» **Goal of the exercise**: The output should consist solely of the line containing "Note: for this drill, mark the wood grain" and all lines after it through the final line of the entries below, reproduced exactly.

==============================

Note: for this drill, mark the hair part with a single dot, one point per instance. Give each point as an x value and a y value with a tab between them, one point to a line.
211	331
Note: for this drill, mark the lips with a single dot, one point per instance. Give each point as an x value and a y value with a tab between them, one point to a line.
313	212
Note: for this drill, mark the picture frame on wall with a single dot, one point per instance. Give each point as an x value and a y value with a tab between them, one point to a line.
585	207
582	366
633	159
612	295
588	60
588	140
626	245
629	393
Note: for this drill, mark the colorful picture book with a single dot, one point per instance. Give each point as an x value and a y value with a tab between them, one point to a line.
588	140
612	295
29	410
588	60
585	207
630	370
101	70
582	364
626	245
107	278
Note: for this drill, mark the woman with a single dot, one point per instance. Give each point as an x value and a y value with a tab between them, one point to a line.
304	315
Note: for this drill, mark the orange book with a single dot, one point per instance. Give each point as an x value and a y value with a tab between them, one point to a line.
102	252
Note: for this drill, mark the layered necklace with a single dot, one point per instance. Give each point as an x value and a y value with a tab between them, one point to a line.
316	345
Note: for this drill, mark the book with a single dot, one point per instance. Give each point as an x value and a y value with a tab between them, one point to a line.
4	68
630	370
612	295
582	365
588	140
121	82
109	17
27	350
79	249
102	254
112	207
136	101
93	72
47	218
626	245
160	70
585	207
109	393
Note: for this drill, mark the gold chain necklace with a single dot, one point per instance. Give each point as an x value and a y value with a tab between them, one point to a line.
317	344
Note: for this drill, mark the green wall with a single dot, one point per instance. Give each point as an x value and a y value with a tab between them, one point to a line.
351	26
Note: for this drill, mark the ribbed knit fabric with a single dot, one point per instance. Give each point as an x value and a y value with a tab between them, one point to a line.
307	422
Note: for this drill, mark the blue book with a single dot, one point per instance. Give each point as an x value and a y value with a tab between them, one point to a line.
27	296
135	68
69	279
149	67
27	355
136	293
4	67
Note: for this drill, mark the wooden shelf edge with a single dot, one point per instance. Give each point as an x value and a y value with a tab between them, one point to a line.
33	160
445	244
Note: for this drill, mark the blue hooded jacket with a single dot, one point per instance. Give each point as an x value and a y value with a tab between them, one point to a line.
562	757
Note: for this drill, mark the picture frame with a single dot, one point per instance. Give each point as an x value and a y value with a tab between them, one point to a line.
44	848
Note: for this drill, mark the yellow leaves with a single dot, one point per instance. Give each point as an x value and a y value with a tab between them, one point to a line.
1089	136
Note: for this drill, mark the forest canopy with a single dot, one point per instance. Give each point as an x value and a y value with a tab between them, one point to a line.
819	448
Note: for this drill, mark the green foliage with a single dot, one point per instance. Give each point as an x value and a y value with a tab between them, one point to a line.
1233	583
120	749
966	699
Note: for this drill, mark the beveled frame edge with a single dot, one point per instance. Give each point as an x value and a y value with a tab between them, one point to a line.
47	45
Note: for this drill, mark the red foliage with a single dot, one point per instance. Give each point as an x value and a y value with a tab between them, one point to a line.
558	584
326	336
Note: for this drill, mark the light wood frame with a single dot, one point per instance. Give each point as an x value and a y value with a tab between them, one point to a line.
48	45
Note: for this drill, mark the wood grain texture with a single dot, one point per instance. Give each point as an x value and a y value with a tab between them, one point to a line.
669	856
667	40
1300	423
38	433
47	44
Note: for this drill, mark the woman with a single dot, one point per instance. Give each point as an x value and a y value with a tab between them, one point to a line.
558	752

==============================

» **Response area**:
Note: for this drill, mark the wood grain texture with a single dot, one point per instance. Give each point as an x value and a y value with a tab between them, one point to a line.
669	856
667	40
1300	423
38	433
47	44
Note: for this drill, mark the woman with a single dot, one point per instance. Give each point as an x value and a y value with a tab between them, one point to a line.
558	752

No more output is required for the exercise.